* Written instruction 1 *
Render the entries from the start of the entries through the line containing "<point>170,326</point>", inclusive, as a two-column CSV with the columns request and answer. Give one row per entry, putting each field in quotes and turning line breaks into spaces.

***** Document segment *****

I loved the dress so much.  I even went to the trouble of ordering the same fabric online.  Then the pattern and fabric sat in a box for awhile, because I was too scared to attempt it.  After a month or so I finally decided to attempt a muslin mock-up.  It turned out horrible. So I tried again using some quilters cotton I had an abundance of.  It came out even worse.  It was too big and looked horrible. This was probably a combination of a couple things, such as the sizing I went by on the back of the pattern, and that the pattern on the fabric was HORRENDOUS. Neon rainbow stripes horrendous.That was enough to scare me into putting the pattern away for a couple more months.

But then the warmer weather started making its appearance here in Oregon, and I wanted some cute dresses to wear.  So I decided to toss caution to the wind, try again, and even use my nice fabric for it.  The gamble paid off, the dress turned out and I love it!

The dress on Monica.  Yes, I named my mannequin.
 I made several changes to it though.  To fix the size issue, I looked towards the bottom on the back and looked at the Finished measurements, then went with that size, rather than looking at the top tables and going by what those measurements said.  This gave me a much better fit. With the practice dresses I made I felt like the bodice came too high up on me, so rather than adjusting the pattern to make it lower, I just omitted the top band.  To sew the bodice this way, I sewed the main fabric bodice pieces together, then the lining bodice pieces together, and basted them WRONG sides together.  Then I attached black single fold bias tape on the vertical seams, and used black double fold bias tape at the top.

One of the problems I encountered on my practice dresses was the gathering on the skirt part.  A search of the world wide web for reviews turned up that I wasn't the only one who had the problem.  It made the dress look very maternal (and the woman wearing it look very pregnant).  Not so much the look I was going for.  Several of the reviewers suggested trying pleats or darts instead, so that is what I did.

There might be a better way to figure out pleats, but I don't know it.  I laid my bodice out flat (the front and back were sewn together at one side at this point, but not the other) and then laid out my two skirt pieces (that I had sewn together on one side and already hemmed) right below it, matching up the side seams.  Then I just pinched the fabric and formed/ironed the pleats until the front skirt was the same width as the bodice front, then same for the back.  From there I pinned the pleats and sewed them down a couple inches. 

When it comes to attaching the zipper, I have an easier time doing the zipper first, then sewing the rest of the side together, so thats what I did.

***** Items *****

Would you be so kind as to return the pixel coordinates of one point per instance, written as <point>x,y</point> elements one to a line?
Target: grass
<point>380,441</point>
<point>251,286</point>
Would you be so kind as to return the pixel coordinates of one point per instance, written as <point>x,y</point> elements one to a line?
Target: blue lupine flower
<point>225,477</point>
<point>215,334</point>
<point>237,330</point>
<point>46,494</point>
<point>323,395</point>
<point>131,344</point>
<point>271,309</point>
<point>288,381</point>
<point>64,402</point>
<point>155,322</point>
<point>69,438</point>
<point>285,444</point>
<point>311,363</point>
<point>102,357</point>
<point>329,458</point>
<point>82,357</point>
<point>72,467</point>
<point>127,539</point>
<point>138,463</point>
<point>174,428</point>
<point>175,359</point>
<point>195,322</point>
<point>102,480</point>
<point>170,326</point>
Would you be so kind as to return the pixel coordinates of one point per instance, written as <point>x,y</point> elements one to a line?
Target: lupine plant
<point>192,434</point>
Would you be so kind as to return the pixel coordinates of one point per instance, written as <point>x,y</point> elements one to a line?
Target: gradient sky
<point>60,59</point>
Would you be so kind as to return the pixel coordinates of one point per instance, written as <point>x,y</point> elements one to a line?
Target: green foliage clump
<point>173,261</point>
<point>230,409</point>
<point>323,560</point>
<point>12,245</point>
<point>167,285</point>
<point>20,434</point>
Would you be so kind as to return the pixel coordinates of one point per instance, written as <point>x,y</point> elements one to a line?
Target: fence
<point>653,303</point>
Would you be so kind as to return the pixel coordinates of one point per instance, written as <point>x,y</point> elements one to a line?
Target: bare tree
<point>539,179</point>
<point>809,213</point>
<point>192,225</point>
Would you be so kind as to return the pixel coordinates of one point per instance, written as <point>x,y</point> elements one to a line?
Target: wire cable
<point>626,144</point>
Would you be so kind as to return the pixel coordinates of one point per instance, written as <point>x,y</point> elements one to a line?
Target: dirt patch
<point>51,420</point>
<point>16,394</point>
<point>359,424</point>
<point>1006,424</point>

*****

* Written instruction 2 *
Rewrite the dress-making text between "There might be" and "thats what I did.", inclusive, renaming "pleats" as "tucks".

* Written solution 1 *
request,answer
"Would you be so kind as to return the pixel coordinates of one point per instance, written as <point>x,y</point> elements one to a line? Target: grass","<point>380,441</point> <point>251,286</point>"
"Would you be so kind as to return the pixel coordinates of one point per instance, written as <point>x,y</point> elements one to a line? Target: blue lupine flower","<point>225,477</point> <point>215,334</point> <point>237,330</point> <point>46,494</point> <point>323,395</point> <point>131,344</point> <point>271,309</point> <point>288,381</point> <point>64,402</point> <point>155,322</point> <point>69,438</point> <point>285,444</point> <point>311,363</point> <point>102,357</point> <point>329,458</point> <point>82,357</point> <point>72,467</point> <point>127,539</point> <point>138,463</point> <point>174,428</point> <point>175,359</point> <point>195,322</point> <point>102,480</point> <point>170,326</point>"

* Written solution 2 *
There might be a better way to figure out tucks, but I don't know it.  I laid my bodice out flat (the front and back were sewn together at one side at this point, but not the other) and then laid out my two skirt pieces (that I had sewn together on one side and already hemmed) right below it, matching up the side seams.  Then I just pinched the fabric and formed/ironed the tucks until the front skirt was the same width as the bodice front, then same for the back.  From there I pinned the tucks and sewed them down a couple inches. 

When it comes to attaching the zipper, I have an easier time doing the zipper first, then sewing the rest of the side together, so thats what I did.